Start of SELECTED EXCERPT

A package of cigarettes cost twenty-once cents at the Navy exchange and a little more than thirty cents in town. A cup of coffee at most diners was a quarter but at the same time my pay, as a Seaman Apprentice, was in the range of thirty-two dollars every two weeks (so what the hell). And as another economic comparison, the minimum wage back in Omaha was a dollar twenty-five an hour.
When I left my family there were three television stations there; baseball was much more popular than it is now, and reefer was something that those nasty Mexican gangs smoked out in Los Angeles. The lid was still very much on the specific details of the assassination of John Kennedy. It wasn't just me: I can't say that in following a lack of knowledge that bliss results, but in checking alcohol consumption statistics for Omaha I found that in the sixties the locals consumed a lot of booze. It was, perhaps, a sign of the times that a few kids I knew weren't totally sure that pro wrestling was faked.
Most of the people I knew attended religious services at least once in a while. And in the years leading up to the millennium (not just the sixties), to be labeled a homosexual was a terrible stain to have on one's character. One of the recruits in our company was that way for sure: sometimes, on Sundays he would decorate himself with pinned handkerchiefs and dance on our center-table. How he got in, I'll never know, but I do know that the straight sailors were gnawed at by unspoken fear, and I was one of the ones who were scared of being turned over.
In the summer of that year San Diego was overrun with young men in uniform. The atmosphere of the Hollywood Theater was marvelous; it allowed this green bunch of swabbies an opportunity to harken back to the burlesque entertainment of the '30s and '40s, when sexual inferences and slight nudity, with suggestions, were considered to be at least slightly dirty. I looked around at the rest of the audience and saw nothing but sailors in white. Then, some weeks later, while at my next duty station, I went down to Tijuana where the hookers taught me that there is such a thing as bad sex.
In the early part of the decade Newton Minow had coined the term "a vast wasteland" to describe television in general. The words were accurate. But even during this period of drivel there were at least two exceptions: I thought that Naked City and East Side/West Side brought to the home a few excellent presentations of drama. Taken as a block, in TV there was not much for me to miss while at the Naval Training Center, however reading was another matter. During training there was no time for this, except for the manuals whose content we were tested on. But when I got to the air squadron after training once again I dove into my personal study program by checking out John Updike and John Steinbeck books from the base library. Also, in town I bought a book written by Henry Miller. It was total garbage from cover to cover but as a seventeen-year-old, I liked it that he used the word fuck a lot. Cool, during this time I learned the correct pronunciation for vagina too. As I look back at myself I see a horny, lonely, and uneducated kid, usually a little pissed off about the whole thing.

End of SELECTED EXCERPT
Start of PROVIDED INFORMATION

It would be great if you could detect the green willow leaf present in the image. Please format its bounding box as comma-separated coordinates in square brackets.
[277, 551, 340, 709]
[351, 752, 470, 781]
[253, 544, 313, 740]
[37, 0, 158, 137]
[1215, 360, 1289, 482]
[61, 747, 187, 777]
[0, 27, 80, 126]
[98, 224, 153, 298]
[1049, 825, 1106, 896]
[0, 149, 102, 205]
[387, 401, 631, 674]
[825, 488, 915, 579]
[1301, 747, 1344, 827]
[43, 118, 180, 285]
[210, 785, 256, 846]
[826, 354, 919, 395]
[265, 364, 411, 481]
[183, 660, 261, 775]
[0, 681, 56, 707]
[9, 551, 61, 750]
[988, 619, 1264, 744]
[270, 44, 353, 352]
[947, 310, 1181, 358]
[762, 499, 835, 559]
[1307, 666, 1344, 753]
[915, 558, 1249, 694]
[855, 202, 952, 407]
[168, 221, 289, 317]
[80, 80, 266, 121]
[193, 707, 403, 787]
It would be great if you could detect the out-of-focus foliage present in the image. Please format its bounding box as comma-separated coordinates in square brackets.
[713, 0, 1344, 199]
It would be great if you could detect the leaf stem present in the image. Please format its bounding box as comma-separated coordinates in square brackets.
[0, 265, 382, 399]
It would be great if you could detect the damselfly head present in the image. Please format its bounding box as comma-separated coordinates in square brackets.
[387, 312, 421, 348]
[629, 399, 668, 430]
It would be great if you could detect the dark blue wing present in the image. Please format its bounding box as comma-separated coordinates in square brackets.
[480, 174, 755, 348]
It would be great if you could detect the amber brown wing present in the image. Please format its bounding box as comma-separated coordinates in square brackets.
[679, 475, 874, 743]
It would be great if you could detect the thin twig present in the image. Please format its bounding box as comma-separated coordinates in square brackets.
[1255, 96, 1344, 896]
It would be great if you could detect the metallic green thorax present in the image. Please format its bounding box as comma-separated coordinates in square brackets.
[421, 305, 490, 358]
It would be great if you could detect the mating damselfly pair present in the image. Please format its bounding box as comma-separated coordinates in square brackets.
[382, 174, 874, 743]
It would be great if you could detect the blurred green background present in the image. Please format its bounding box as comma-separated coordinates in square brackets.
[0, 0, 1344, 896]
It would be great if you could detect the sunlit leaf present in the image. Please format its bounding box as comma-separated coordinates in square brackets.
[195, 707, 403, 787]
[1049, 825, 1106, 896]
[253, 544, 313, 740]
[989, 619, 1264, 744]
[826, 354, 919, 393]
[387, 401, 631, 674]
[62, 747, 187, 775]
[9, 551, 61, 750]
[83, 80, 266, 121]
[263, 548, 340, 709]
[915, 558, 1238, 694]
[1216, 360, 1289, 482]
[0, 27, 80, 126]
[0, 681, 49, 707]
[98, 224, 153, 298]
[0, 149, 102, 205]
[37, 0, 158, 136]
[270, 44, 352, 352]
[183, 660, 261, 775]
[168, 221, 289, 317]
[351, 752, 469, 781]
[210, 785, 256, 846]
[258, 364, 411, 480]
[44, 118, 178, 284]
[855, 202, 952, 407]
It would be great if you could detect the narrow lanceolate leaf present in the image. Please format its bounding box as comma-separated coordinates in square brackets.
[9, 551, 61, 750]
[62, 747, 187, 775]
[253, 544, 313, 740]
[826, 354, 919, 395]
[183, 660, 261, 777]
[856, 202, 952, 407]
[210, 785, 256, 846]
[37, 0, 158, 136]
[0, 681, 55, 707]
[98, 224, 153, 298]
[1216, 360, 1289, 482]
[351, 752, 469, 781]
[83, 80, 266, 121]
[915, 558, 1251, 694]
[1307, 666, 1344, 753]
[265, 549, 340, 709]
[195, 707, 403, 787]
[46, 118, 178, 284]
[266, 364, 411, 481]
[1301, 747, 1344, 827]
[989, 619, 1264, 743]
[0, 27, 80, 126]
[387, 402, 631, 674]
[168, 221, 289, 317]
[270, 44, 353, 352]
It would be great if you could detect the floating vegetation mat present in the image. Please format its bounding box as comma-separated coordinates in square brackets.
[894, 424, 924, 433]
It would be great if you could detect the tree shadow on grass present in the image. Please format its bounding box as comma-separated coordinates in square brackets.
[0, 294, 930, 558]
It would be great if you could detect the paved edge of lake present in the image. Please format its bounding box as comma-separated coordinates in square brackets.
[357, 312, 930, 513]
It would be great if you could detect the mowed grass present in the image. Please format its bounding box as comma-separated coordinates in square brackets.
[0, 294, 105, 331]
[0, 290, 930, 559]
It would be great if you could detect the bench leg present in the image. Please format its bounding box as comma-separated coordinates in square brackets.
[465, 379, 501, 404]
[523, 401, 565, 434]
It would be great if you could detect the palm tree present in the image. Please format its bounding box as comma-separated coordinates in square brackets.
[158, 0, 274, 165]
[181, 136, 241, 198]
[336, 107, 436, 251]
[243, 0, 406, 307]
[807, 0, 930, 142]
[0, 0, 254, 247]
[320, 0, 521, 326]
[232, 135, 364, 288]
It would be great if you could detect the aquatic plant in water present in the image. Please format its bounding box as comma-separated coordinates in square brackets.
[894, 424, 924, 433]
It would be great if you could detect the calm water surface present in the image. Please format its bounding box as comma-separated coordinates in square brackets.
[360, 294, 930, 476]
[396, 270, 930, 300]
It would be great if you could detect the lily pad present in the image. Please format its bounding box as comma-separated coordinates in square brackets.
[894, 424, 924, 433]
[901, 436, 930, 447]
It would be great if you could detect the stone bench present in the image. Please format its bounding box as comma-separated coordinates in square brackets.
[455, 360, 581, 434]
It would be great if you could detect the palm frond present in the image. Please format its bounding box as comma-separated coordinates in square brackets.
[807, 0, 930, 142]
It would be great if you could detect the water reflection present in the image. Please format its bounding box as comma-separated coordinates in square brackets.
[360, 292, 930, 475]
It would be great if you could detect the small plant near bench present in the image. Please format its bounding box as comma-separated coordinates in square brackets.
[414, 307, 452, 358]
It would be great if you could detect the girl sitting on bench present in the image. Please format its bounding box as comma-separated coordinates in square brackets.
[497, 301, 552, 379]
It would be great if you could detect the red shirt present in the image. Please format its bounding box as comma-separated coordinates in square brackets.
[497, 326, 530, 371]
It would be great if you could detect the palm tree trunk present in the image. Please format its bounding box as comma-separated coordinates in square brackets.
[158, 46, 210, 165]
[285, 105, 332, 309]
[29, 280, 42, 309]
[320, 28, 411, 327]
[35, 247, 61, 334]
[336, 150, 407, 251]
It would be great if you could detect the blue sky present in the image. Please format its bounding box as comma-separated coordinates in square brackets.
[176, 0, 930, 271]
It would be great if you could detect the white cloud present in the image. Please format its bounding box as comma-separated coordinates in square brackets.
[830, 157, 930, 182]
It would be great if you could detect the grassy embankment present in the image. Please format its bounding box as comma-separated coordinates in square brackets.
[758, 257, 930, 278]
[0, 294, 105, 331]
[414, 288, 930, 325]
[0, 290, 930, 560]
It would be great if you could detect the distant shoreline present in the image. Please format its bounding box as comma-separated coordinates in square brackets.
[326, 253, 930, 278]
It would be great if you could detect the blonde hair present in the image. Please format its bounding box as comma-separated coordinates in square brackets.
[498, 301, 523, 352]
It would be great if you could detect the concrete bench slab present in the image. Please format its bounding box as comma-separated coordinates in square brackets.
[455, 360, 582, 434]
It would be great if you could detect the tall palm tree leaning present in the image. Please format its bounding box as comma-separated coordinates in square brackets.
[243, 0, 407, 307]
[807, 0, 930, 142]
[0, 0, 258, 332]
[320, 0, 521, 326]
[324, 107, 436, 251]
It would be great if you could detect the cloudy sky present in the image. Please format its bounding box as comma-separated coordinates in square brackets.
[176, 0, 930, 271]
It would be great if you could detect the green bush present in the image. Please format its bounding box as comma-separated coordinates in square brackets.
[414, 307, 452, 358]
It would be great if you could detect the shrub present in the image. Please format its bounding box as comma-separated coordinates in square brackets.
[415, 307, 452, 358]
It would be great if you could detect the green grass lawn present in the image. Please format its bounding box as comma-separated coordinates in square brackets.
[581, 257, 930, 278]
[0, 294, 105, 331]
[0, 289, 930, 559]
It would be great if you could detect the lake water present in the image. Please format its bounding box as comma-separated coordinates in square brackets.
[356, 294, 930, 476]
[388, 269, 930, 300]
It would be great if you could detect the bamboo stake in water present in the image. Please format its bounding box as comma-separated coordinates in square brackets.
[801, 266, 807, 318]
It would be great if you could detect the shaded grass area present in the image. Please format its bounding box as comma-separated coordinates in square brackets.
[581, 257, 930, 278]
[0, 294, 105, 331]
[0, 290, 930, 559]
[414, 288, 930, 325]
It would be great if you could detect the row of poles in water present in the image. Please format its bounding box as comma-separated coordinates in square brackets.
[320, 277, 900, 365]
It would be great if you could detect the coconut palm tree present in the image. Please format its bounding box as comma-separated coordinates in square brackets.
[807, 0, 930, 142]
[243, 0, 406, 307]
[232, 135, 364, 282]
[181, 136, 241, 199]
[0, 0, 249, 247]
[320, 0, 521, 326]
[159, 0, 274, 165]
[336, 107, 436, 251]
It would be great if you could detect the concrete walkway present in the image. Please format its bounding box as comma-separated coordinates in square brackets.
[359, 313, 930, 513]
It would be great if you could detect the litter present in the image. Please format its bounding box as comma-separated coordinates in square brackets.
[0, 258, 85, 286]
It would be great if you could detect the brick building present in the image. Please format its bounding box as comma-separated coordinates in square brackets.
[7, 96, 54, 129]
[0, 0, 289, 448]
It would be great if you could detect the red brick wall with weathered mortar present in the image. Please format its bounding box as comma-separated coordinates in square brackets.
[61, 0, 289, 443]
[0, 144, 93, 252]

End of PROVIDED INFORMATION

**OBJECTIVES**
- 1) Answer these questions about the memoir passage, one line each:
(a) What was the writer's pay as a Seaman Apprentice?
(b) How many television stations were there when the writer left his family?
(c) Which two television programs did the writer consider exceptions to the drivel of the period?
- 2) Reproduce the records word for word, beginning at the line that contains "It would be great if you could detect the litter" and continuing to the end of the records.

**IN RESPONSE**
- 1)
(a) About thirty-two dollars every two weeks.
(b) Three.
(c) Naked City and East Side/West Side.

- 2)
It would be great if you could detect the litter present in the image. Please format its bounding box as comma-separated coordinates in square brackets.
[0, 258, 85, 286]
It would be great if you could detect the brick building present in the image. Please format its bounding box as comma-separated coordinates in square brackets.
[7, 96, 54, 129]
[0, 0, 289, 448]
It would be great if you could detect the red brick wall with weathered mortar present in the image. Please format its bounding box as comma-separated coordinates in square brackets.
[61, 0, 289, 443]
[0, 144, 93, 252]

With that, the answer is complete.